++++ Study material ++++

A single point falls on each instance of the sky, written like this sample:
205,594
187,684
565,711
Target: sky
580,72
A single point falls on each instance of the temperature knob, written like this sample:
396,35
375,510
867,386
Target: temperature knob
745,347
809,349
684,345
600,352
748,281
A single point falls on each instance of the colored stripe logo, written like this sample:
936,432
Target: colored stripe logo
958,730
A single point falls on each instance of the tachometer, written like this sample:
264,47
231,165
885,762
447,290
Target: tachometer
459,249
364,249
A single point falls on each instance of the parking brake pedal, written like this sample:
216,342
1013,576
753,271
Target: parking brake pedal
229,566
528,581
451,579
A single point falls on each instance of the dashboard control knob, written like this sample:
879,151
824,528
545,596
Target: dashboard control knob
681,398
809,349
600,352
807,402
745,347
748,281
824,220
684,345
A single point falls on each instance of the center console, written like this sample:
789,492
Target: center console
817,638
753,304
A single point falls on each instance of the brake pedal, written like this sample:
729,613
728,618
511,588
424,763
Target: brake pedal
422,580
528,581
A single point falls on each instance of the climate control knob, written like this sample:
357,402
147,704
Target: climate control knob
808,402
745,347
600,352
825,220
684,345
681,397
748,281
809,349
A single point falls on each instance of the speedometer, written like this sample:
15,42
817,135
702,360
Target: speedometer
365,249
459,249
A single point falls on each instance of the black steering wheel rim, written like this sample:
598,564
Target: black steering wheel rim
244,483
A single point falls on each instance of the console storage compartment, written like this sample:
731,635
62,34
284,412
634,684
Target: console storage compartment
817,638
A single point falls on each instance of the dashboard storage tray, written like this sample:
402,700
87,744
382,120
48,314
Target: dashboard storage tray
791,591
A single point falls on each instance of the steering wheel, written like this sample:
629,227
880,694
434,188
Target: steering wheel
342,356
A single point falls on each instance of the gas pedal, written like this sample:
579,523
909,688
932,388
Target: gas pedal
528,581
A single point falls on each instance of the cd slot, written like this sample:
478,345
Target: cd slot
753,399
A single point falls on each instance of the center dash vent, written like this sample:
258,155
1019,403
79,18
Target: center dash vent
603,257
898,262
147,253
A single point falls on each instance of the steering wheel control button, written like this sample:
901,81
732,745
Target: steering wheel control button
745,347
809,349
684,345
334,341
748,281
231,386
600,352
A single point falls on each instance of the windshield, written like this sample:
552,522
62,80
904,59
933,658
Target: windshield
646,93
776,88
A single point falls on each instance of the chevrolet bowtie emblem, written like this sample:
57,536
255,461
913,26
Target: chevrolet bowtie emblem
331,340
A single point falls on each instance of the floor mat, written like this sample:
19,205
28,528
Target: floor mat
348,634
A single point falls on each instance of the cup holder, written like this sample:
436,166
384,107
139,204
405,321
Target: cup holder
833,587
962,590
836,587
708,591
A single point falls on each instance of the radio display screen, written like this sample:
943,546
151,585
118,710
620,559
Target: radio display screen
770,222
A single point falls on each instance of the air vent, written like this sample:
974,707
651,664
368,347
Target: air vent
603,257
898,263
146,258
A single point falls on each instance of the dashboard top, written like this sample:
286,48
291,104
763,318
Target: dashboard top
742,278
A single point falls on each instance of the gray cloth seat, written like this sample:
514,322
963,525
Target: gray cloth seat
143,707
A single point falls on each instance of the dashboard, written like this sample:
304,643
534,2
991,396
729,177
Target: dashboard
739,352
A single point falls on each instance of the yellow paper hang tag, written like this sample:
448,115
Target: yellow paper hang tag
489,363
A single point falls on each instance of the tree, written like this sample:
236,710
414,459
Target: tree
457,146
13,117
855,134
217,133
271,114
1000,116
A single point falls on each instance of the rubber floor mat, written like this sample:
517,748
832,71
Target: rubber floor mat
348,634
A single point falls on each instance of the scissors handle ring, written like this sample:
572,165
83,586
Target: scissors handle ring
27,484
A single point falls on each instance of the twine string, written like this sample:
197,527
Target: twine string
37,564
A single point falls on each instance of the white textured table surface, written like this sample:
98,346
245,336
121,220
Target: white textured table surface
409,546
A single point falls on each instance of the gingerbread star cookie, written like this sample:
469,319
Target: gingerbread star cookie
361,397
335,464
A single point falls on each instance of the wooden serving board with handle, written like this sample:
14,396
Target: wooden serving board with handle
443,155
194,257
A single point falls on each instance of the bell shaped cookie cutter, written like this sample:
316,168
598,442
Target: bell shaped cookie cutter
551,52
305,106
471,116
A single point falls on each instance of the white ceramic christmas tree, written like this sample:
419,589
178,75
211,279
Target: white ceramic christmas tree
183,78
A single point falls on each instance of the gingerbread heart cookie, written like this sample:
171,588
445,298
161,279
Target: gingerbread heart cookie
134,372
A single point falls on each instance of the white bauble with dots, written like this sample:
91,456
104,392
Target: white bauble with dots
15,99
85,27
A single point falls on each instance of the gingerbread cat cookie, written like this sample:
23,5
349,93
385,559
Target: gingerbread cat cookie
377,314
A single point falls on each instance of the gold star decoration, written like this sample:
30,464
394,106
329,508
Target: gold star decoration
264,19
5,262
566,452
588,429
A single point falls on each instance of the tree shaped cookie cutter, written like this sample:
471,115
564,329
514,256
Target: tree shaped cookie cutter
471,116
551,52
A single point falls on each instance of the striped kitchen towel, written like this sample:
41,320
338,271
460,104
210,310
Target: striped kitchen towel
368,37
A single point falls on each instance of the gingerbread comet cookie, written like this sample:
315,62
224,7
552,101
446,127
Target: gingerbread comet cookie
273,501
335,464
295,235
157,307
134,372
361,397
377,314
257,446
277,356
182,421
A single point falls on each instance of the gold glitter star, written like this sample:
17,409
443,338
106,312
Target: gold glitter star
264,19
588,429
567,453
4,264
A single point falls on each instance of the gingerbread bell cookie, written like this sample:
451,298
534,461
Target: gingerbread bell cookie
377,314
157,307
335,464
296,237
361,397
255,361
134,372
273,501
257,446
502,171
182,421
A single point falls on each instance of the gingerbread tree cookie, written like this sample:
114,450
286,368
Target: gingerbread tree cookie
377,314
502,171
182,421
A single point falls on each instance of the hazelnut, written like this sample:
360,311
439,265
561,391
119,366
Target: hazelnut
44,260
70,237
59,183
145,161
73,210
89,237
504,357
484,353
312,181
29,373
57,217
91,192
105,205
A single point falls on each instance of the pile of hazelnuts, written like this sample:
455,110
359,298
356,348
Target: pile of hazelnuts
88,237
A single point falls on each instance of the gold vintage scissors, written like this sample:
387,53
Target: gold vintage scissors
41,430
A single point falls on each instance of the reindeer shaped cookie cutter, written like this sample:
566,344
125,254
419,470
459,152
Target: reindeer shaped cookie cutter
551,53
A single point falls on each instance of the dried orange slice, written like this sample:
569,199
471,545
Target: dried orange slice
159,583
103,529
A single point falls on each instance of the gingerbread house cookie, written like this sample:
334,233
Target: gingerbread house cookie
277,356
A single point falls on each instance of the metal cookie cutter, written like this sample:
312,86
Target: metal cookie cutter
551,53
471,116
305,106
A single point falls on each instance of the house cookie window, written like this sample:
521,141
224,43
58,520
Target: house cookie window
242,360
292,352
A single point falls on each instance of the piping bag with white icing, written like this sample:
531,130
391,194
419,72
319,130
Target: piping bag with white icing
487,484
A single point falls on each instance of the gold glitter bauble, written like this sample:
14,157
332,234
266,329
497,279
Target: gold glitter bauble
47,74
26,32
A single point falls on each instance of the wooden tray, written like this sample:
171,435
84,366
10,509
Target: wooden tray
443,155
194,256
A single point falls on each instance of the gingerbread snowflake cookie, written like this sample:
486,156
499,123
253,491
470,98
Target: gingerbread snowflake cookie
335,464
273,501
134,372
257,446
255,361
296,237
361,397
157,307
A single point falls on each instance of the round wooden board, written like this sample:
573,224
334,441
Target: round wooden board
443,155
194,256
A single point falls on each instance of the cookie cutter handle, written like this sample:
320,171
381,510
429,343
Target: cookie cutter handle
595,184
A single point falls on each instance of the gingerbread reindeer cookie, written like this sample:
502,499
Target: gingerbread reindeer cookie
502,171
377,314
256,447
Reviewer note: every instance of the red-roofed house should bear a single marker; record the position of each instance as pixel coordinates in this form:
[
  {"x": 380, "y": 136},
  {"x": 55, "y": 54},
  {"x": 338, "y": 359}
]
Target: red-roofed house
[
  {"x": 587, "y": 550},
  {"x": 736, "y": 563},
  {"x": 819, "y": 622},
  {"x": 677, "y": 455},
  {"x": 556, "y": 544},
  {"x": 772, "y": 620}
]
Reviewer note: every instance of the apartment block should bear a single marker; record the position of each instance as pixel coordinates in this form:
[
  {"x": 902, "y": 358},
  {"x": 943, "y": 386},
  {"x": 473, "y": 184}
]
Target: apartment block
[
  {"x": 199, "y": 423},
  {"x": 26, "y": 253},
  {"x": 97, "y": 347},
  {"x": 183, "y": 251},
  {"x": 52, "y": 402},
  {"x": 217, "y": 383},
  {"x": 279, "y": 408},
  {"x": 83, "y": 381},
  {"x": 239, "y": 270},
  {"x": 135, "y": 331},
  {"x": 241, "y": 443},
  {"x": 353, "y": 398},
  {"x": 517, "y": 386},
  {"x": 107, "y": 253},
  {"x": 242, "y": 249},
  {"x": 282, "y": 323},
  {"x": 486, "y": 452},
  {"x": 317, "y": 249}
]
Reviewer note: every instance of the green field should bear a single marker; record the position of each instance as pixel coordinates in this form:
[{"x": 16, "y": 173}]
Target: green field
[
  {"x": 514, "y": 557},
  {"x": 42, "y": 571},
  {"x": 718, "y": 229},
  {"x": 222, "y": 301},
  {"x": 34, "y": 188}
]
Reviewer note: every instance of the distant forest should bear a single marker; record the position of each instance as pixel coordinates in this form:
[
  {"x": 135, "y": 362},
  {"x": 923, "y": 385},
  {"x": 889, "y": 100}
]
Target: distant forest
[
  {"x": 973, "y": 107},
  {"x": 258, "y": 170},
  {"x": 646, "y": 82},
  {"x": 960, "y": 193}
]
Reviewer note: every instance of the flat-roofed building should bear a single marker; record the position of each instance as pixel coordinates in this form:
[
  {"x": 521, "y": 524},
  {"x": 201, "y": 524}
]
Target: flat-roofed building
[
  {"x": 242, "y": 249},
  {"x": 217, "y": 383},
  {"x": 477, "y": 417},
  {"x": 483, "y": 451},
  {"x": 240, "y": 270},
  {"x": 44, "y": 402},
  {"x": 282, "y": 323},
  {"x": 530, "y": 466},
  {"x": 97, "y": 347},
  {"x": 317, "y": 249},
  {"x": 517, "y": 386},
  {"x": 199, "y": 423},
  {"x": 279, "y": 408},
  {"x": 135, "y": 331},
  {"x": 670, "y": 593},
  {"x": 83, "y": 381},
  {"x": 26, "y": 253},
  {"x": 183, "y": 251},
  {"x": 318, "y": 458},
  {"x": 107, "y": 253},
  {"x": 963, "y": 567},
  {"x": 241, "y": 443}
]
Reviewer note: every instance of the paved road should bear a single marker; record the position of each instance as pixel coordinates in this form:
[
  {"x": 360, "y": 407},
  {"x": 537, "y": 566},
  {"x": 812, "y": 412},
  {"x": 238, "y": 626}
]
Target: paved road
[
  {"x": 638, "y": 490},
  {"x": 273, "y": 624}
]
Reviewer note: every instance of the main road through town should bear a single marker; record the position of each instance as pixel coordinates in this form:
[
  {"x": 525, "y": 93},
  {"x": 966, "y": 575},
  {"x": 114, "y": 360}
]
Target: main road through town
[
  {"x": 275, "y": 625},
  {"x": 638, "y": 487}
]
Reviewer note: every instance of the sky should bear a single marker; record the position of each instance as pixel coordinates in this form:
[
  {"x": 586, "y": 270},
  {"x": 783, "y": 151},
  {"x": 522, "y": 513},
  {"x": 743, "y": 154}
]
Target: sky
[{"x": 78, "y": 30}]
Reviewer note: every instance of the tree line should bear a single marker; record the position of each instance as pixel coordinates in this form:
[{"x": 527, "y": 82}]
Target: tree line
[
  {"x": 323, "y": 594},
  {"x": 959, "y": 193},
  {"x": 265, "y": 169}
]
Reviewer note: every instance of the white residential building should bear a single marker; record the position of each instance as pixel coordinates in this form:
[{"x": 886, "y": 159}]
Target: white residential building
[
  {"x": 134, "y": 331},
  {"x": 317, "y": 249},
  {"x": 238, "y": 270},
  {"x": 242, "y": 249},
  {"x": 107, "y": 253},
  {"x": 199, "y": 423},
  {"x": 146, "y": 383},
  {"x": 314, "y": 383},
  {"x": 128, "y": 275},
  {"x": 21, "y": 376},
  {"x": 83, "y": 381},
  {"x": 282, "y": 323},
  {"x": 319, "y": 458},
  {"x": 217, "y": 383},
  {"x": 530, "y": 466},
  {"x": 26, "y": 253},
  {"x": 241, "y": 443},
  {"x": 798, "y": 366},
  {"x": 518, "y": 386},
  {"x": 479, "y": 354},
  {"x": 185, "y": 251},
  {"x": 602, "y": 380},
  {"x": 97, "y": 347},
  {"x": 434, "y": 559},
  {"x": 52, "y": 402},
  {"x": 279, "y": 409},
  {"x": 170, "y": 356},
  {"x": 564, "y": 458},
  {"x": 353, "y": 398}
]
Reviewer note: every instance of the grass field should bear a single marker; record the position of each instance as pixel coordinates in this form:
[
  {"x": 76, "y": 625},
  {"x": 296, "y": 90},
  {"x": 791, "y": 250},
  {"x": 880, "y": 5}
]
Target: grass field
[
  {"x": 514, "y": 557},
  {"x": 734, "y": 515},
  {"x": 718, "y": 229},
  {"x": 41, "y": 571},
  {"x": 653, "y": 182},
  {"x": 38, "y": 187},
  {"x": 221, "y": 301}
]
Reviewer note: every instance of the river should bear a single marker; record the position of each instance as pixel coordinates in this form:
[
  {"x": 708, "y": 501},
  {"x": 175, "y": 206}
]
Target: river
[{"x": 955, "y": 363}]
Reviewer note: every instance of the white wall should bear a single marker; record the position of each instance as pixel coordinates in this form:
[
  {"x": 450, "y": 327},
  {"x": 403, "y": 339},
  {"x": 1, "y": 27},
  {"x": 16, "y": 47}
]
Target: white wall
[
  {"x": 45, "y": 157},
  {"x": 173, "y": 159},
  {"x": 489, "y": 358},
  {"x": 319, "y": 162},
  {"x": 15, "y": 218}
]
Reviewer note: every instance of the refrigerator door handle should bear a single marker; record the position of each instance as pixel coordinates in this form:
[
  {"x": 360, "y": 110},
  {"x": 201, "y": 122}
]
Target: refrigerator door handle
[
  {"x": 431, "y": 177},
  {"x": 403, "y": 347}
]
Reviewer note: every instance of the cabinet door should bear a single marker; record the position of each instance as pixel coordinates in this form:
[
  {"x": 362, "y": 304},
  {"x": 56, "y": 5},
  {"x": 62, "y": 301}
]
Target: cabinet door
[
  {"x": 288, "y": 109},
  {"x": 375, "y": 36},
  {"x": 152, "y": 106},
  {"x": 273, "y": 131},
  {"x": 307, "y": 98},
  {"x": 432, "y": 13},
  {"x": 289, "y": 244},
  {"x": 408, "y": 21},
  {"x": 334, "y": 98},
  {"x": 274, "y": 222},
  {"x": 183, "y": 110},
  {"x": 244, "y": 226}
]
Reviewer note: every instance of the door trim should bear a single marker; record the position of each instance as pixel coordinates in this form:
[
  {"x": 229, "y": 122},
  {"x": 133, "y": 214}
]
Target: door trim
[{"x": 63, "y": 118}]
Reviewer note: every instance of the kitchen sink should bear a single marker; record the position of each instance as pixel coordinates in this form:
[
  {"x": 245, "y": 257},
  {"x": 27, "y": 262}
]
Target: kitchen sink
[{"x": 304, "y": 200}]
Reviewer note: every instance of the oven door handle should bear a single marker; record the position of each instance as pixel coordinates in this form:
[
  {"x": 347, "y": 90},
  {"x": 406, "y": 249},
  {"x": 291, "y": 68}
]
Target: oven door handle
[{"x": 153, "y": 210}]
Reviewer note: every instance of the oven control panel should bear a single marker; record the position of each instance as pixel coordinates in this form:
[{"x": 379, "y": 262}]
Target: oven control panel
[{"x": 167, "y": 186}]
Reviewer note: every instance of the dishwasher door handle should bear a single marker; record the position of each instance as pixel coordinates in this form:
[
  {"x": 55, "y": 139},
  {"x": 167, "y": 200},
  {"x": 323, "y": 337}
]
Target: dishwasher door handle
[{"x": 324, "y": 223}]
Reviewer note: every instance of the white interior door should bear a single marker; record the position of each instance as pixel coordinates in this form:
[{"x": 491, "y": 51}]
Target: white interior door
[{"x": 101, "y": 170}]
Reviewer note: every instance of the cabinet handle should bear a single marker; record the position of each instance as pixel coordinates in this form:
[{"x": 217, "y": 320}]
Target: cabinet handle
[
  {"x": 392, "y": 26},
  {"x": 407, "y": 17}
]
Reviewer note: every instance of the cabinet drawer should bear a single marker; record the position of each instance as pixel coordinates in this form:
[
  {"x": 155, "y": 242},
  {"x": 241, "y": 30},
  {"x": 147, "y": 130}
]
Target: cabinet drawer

++++

• _The task_:
Where a line in the listing above contains "drawer", copy that line.

• _The answer_:
Reviewer note: every instance of the cabinet drawer should bear a single marker; record the position of each instance as pixel coordinates in this form:
Target: cabinet drawer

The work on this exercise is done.